▶ **Selected passage**:

^^^^^^^^

Larry Campbell and Teresa Williams have been married for nearly 30 years, but they only turned their private song-making into a public affair with the release of their 2015 self-titled debut. (Though, before that, they played for seven years in Levon Helm’s band.)
Last year, they returned with their sophomore effort, Contraband Love, a darker affair that takes a hard look at love’s pocks in order to reveal its pearls. Original folk-driven songs like “Save Me from Myself” explore a strong relationship’s balm, while the title track promises to keep fighting past the hard-bitten instinct to keep love at bay. Williams’ voice leads the charge on the verses, while Campbell joins her on the harmonies, their voices showcasing their lengthy partnership together. The admiration and respect the couple exhibit for one another — and for the opportunities they’ve been given to live their passion in tandem — only adds to their music-making journey. As they’ve learned, not everything happens quickly. But some things are worth the wait.

^^^^^^^^

▶ **Point-based annotation material**:
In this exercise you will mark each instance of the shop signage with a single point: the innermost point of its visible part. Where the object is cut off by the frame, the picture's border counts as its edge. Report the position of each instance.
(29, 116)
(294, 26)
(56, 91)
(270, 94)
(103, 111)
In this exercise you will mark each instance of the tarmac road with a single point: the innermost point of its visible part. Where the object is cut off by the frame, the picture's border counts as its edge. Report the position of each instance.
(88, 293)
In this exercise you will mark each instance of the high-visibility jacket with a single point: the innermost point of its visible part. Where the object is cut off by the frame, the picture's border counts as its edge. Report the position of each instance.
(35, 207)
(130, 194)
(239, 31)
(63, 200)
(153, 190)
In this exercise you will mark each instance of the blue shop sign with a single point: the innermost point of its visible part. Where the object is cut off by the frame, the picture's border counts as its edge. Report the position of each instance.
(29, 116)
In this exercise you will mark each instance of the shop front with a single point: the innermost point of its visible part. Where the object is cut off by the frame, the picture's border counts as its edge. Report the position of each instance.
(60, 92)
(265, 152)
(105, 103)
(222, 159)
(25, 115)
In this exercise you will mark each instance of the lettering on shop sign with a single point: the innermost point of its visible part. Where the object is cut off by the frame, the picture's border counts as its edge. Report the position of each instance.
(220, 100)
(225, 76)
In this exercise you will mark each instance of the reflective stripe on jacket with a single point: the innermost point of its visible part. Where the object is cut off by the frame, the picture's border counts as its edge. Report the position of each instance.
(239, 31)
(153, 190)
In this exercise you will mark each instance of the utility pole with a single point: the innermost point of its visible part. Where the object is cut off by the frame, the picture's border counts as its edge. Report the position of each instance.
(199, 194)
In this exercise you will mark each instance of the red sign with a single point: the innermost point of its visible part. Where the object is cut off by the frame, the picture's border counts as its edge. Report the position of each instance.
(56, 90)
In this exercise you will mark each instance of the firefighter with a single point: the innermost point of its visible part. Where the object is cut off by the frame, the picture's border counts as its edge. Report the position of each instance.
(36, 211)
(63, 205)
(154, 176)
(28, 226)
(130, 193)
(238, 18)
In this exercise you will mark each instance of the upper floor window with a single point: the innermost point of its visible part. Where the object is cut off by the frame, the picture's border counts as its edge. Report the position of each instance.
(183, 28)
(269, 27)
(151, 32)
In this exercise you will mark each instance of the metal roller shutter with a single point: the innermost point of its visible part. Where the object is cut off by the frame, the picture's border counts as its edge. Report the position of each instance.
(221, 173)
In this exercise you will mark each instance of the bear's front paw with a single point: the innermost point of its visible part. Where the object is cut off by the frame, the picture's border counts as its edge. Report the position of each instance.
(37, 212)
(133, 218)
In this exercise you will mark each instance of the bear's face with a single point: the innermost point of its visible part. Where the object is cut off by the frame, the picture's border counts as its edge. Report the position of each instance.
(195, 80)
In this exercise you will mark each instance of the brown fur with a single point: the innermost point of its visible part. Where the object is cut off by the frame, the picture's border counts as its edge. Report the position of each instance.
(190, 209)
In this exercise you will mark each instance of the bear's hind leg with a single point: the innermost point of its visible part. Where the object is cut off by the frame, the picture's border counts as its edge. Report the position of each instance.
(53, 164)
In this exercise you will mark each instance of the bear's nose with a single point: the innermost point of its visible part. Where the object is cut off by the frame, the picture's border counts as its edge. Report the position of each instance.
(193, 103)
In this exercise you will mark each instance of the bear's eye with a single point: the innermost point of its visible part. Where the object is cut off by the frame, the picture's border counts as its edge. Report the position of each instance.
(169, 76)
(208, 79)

^^^^^^^^

▶ **Jobs**:
1. In the passage about Larry Campbell and Teresa Williams, take the part that opens with the words containing "Larry Campbell and" and closes with "Levon Helm’s band.)", and write it out with "debut" swapped for "first album".
2. Carry on the passage about Larry Campbell and Teresa Williams from the point where it stops.
This material has no connection to the passage about Larry Campbell and Teresa Williams.

▶ **Answers to the tasks**:
1.
Larry Campbell and Teresa Williams have been married for nearly 30 years, but they only turned their private song-making into a public affair with the release of their 2015 self-titled first album. (Though, before that, they played for seven years in Levon Helm’s band.)

2.
You’ve been described as being a riskier slice of Americana. How do you see yourselves pushing against its status quo?
Teresa Williams: Are we pushing against the status quo of Americana? [Laughs] I guess we’re just not thinking about it and letting the chips falls where they fall.
Larry Campbell: That’s pretty much it.
TW: I don’t think that’s a good plan, if you have a trajectory. You just have to take the music as it comes.
LC: Yeah, the stuff we write and perform, ideally, it comes from an organic place where what we’re creating is a mixture of all our influences and, because of the genre that Teresa and I have both been attracted to most of our lives, what comes out fits in the Americana theme. But the goal has never been to make music that can be called Americana music.
TW: They called us Americana! We never did.
Right, I can see how the narrative springs up after the fact.
LC: Levon [Helm] affectionately called Americana “the trash bin of rock.”
TW: It’s a nice haven for all the outcasts, I think. I’ve heard Mary Gauthier say, “This is my tribe. I love my tribe.”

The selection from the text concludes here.